> BRANO
+--

Purtroppo, la forma mentis delle foreste appare non solo assai meno adatta a diffondersi, ma anche molto più fragile quando viene sradicata, più di una pianta da serra. Il disboscamento, l’agricoltura e l’allevamento ci hanno messo poco a deforestare l’Europa. Stiamo assistendo a un’estinzione mai vista prima di specie viventi così come di culture e dialetti.
William Sutherland, un biologo che si occupa di popolazioni all’università dell’East Anglia, ha dimostrato come le zone del mondo più ricche di biodiversità siano anche quelle con il maggior numero di lingue, e che queste corrono un pericolo perfino maggiore degli uccelli o dei mammiferi. E lo stesso sta accadendo alle genti delle foreste, con la loro fragile molteplicità figlia di un mondo lussureggiante cui nulla mancava, e che ora si liquefanno nelle fogne a cielo aperto di Rio, Lagos e Jakarta.

+--

[Descrizioni di regioni in linguaggio naturale]
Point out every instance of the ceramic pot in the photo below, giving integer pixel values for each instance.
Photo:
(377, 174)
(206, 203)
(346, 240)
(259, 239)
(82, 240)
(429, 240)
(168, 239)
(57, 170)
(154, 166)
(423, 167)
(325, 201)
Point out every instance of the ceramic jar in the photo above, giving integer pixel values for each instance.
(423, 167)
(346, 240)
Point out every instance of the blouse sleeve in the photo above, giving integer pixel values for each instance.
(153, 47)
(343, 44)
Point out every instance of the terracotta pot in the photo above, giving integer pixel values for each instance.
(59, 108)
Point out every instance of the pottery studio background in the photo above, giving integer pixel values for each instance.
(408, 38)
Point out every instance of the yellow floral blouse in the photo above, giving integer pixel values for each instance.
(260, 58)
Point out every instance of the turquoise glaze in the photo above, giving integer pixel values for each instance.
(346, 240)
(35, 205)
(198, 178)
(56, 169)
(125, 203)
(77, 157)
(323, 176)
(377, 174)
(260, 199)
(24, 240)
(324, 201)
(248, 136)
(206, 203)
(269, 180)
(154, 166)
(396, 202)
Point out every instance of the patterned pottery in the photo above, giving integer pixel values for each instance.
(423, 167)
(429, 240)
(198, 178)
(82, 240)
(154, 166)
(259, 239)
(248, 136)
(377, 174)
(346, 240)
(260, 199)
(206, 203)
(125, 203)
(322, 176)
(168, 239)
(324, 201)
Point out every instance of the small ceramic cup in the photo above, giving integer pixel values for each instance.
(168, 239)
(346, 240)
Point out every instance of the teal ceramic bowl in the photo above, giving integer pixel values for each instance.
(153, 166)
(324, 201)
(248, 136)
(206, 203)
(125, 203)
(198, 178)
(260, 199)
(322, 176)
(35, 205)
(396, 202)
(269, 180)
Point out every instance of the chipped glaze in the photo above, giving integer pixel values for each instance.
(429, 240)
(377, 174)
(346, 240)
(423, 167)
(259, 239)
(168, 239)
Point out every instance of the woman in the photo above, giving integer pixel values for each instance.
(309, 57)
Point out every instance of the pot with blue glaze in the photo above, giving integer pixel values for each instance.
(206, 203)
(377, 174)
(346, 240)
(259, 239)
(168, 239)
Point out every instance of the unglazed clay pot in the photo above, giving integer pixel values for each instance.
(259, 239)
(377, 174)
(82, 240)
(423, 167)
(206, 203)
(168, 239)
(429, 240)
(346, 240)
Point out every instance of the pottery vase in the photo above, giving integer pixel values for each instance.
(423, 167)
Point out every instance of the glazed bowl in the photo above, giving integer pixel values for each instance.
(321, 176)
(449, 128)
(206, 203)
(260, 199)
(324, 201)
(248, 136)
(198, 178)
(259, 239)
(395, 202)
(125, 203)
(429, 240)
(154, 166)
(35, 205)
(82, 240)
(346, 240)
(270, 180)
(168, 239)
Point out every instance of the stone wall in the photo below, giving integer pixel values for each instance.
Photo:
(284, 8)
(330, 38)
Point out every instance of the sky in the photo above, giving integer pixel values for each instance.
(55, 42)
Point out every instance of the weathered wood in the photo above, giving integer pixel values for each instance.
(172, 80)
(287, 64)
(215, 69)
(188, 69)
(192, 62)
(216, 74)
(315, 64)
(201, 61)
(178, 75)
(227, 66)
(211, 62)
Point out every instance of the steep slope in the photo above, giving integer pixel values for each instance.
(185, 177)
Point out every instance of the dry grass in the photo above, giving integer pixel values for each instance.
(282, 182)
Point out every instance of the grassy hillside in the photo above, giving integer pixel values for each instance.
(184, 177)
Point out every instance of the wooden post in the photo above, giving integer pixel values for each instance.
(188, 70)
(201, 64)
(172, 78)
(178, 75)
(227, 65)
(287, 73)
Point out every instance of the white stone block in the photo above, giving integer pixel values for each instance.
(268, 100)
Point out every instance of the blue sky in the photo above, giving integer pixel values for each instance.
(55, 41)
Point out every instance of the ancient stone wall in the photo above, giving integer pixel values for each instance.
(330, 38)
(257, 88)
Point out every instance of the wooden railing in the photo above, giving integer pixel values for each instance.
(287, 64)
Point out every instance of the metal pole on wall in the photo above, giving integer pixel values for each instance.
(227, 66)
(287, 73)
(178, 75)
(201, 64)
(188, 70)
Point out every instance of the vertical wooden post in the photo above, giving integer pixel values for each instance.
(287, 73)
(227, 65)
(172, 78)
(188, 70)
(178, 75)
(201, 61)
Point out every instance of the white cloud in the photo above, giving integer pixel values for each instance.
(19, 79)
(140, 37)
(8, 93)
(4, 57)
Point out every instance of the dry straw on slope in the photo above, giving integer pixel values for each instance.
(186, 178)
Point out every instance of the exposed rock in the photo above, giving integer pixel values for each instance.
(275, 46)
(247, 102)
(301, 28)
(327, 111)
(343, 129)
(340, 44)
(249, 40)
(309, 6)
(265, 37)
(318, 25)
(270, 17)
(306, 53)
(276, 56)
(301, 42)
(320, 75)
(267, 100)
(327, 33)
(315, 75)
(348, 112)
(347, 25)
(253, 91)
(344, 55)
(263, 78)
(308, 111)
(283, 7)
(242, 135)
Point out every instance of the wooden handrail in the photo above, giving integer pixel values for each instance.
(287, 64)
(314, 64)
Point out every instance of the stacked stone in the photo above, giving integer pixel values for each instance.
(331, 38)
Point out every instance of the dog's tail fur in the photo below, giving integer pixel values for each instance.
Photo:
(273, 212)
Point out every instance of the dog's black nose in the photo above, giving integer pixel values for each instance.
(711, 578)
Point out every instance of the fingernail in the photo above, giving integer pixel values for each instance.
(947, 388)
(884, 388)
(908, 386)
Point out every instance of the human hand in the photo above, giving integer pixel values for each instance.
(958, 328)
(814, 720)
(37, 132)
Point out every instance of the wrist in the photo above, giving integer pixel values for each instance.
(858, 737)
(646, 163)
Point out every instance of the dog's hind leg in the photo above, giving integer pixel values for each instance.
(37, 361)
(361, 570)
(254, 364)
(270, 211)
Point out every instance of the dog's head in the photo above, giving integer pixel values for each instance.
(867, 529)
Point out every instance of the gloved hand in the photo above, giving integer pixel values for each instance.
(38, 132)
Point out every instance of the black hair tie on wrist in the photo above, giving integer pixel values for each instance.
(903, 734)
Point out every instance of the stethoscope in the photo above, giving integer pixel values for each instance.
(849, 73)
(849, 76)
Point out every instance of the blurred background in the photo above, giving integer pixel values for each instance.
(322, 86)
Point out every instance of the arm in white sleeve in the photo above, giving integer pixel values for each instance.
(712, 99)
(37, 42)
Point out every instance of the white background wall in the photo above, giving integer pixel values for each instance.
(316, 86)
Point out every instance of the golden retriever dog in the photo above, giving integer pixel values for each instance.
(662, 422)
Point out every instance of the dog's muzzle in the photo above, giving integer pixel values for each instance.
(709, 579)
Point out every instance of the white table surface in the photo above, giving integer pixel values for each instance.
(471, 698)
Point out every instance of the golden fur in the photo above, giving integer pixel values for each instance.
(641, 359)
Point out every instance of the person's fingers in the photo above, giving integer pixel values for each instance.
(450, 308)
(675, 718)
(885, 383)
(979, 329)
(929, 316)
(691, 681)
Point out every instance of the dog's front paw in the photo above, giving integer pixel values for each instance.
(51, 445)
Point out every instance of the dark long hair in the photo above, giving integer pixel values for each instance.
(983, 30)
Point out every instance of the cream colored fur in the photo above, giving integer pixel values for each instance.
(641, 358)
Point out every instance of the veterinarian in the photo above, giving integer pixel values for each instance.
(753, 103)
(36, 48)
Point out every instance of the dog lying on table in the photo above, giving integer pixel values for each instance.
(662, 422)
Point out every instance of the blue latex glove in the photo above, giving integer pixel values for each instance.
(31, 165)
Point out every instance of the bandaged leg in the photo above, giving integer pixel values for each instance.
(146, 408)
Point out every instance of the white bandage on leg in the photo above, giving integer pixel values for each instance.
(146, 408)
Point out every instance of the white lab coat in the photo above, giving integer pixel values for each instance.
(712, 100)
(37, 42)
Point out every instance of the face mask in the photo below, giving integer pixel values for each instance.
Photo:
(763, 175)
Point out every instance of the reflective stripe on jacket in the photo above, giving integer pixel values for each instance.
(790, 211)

+--

> ESERCIZIO
Trascrivi per intero il brano sulle foreste e le lingue, senza cambiare nulla. Questi dati non sono necessari.

> SOLUZIONE
Purtroppo, la forma mentis delle foreste appare non solo assai meno adatta a diffondersi, ma anche molto più fragile quando viene sradicata, più di una pianta da serra. Il disboscamento, l’agricoltura e l’allevamento ci hanno messo poco a deforestare l’Europa. Stiamo assistendo a un’estinzione mai vista prima di specie viventi così come di culture e dialetti.
William Sutherland, un biologo che si occupa di popolazioni all’università dell’East Anglia, ha dimostrato come le zone del mondo più ricche di biodiversità siano anche quelle con il maggior numero di lingue, e che queste corrono un pericolo perfino maggiore degli uccelli o dei mammiferi. E lo stesso sta accadendo alle genti delle foreste, con la loro fragile molteplicità figlia di un mondo lussureggiante cui nulla mancava, e che ora si liquefanno nelle fogne a cielo aperto di Rio, Lagos e Jakarta.